■ THE TASK:
Return the material below with every line reproduced word for word.

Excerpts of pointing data

-- begin --

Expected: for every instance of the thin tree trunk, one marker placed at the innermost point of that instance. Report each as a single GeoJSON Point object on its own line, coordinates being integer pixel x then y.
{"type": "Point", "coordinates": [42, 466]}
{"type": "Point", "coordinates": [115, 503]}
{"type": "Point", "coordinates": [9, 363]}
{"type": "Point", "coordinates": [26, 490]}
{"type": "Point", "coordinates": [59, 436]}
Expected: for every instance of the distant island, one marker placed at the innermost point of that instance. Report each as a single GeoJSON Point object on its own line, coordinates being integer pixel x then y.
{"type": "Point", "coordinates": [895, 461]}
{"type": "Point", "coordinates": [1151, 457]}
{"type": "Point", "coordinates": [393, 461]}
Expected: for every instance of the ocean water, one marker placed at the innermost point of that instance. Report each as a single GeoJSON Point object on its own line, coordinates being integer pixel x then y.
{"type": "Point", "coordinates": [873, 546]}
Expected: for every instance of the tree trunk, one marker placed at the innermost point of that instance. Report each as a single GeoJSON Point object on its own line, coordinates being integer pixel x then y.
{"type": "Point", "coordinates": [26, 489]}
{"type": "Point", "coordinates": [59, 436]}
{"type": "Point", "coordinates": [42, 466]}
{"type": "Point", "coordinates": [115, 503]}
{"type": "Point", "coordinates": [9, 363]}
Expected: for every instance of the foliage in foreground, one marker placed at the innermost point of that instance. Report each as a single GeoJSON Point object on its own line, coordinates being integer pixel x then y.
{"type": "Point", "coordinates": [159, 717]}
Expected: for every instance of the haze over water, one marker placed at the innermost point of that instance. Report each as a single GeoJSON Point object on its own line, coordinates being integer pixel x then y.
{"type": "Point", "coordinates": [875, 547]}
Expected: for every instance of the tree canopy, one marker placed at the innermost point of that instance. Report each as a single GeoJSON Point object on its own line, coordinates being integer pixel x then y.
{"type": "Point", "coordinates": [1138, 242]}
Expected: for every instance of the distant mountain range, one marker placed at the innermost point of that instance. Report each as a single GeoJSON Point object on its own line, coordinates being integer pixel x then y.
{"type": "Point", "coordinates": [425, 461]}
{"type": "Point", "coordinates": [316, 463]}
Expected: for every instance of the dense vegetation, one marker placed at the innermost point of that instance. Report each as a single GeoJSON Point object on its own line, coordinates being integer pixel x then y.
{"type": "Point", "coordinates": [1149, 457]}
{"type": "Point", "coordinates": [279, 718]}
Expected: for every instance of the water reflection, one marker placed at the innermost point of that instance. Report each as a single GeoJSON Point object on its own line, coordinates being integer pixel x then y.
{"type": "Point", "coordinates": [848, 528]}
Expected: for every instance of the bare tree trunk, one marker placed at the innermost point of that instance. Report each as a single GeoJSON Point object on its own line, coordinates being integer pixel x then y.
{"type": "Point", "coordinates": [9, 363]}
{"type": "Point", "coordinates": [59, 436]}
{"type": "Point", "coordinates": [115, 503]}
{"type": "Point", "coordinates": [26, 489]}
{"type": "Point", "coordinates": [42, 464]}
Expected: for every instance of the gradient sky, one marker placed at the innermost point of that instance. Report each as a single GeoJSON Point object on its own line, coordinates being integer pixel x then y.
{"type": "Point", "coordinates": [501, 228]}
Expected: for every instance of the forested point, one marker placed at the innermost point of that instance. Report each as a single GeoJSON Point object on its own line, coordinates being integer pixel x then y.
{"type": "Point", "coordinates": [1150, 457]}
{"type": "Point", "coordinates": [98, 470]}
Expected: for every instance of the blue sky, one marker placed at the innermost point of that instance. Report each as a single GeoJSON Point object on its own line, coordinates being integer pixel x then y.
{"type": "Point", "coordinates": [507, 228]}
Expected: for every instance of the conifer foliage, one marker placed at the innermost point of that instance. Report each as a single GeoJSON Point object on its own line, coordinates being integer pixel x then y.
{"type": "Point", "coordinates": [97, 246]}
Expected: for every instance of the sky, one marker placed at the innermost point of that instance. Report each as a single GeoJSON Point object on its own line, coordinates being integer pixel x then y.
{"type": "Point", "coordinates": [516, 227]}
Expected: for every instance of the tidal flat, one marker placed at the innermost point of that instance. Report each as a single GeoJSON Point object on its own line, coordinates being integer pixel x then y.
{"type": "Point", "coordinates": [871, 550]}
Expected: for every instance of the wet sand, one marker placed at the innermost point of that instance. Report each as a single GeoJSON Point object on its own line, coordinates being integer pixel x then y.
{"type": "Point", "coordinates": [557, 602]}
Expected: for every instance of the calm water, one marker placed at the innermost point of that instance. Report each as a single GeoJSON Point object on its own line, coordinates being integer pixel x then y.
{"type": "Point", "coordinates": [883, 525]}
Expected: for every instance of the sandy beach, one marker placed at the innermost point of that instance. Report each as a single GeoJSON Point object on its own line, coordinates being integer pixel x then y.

-- end --

■ OUTPUT BELOW:
Expected: for every instance of the thin tree trunk, one marker placed at the innermost point of that instance. Report each as a single GeoJSON Point object on its own line, coordinates being integer pixel x then y.
{"type": "Point", "coordinates": [42, 466]}
{"type": "Point", "coordinates": [115, 503]}
{"type": "Point", "coordinates": [9, 363]}
{"type": "Point", "coordinates": [26, 490]}
{"type": "Point", "coordinates": [59, 436]}
Expected: for every instance of the distant island, one marker placed at the innermost point of that instance. Report each as a single GeoJSON Point object on its own line, coordinates being integer pixel x then y.
{"type": "Point", "coordinates": [895, 461]}
{"type": "Point", "coordinates": [1151, 457]}
{"type": "Point", "coordinates": [393, 461]}
Expected: for every instance of the ocean water, one marker placed at the innermost point of that instance. Report each as a single GeoJSON Point object on its own line, coordinates being integer pixel x then y.
{"type": "Point", "coordinates": [873, 546]}
Expected: for every instance of the tree trunk, one marker placed at the innermost point of that instance. Report each as a single GeoJSON Point object on its own line, coordinates being integer pixel x then y.
{"type": "Point", "coordinates": [26, 489]}
{"type": "Point", "coordinates": [59, 436]}
{"type": "Point", "coordinates": [42, 466]}
{"type": "Point", "coordinates": [115, 503]}
{"type": "Point", "coordinates": [9, 363]}
Expected: for every instance of the foliage in foreground, one marker placed at the innermost point of that instance. Report each as a single GeoJSON Point object on its own line, coordinates being integer pixel x then y.
{"type": "Point", "coordinates": [159, 717]}
Expected: for every instance of the haze over water, one marker placed at the innermost point of that instance. Report each as a single GeoJSON Point object on its own line, coordinates being integer pixel x then y.
{"type": "Point", "coordinates": [875, 547]}
Expected: for every instance of the tree canopy, one marker placed at the innermost point of that instance. Report each as a single GeoJSON Point object on its own line, coordinates being integer pixel x then y.
{"type": "Point", "coordinates": [1138, 242]}
Expected: for every instance of the distant mountain range, one marker placed at the innermost point of that instance. Report each as a single GeoJSON Point object on its own line, coordinates being integer pixel x then y.
{"type": "Point", "coordinates": [425, 461]}
{"type": "Point", "coordinates": [316, 463]}
Expected: for every instance of the dense vegetation, one marker placed at the innermost point of that instance. Report each as a single GeoJSON Point object on its own line, coordinates being integer pixel x then y.
{"type": "Point", "coordinates": [1149, 457]}
{"type": "Point", "coordinates": [279, 718]}
Expected: for every instance of the water reflection, one marker placed at the innermost point of that instance. Report each as a single GeoJSON Point object on its own line, coordinates being integer pixel x then y.
{"type": "Point", "coordinates": [848, 528]}
Expected: for every instance of the bare tree trunk, one marker placed at the innermost point of that instance. Report each as a single GeoJSON Point object on its own line, coordinates being integer pixel x then y.
{"type": "Point", "coordinates": [9, 363]}
{"type": "Point", "coordinates": [59, 436]}
{"type": "Point", "coordinates": [115, 503]}
{"type": "Point", "coordinates": [26, 489]}
{"type": "Point", "coordinates": [42, 464]}
Expected: for every instance of the gradient sky, one marker placed at the innermost point of that instance. Report each as a single GeoJSON Point object on its own line, coordinates being integer pixel x then y.
{"type": "Point", "coordinates": [501, 228]}
Expected: for every instance of the forested point, one marker placed at the innermost point of that instance. Report each as a single GeoJSON Point object on its own line, coordinates being integer pixel x then y.
{"type": "Point", "coordinates": [1150, 457]}
{"type": "Point", "coordinates": [98, 470]}
Expected: for every instance of the blue sky, one marker placed at the innermost point of that instance. Report each as a single GeoJSON Point object on its own line, coordinates being integer pixel x then y.
{"type": "Point", "coordinates": [507, 228]}
Expected: for every instance of the conifer foliage, one marker placed at the innermost point of that instance. Report each as a single GeoJSON Point object on its own line, coordinates being integer pixel x then y.
{"type": "Point", "coordinates": [97, 246]}
Expected: for every instance of the sky, one marker placed at the innermost point of that instance. Report each as a single GeoJSON Point object on its own line, coordinates being integer pixel x then y.
{"type": "Point", "coordinates": [516, 227]}
Expected: for every instance of the tidal flat, one marker placed at the innermost point of that instance. Report each as a single GeoJSON Point object on its own line, coordinates being integer pixel x then y.
{"type": "Point", "coordinates": [871, 550]}
Expected: for every instance of the wet sand, one marker placed at the innermost point of that instance. Report each as a single GeoJSON Point object on its own line, coordinates being integer pixel x then y.
{"type": "Point", "coordinates": [557, 602]}
Expected: for every instance of the calm water, one marker placed at the innermost point of that instance. Report each as a single GeoJSON Point object on its own line, coordinates being integer pixel x then y.
{"type": "Point", "coordinates": [883, 525]}
Expected: for every instance of the sandy beach, one marker placed at the innermost point of that instance. Report each as a single GeoJSON Point object on its own line, coordinates being integer pixel x then y.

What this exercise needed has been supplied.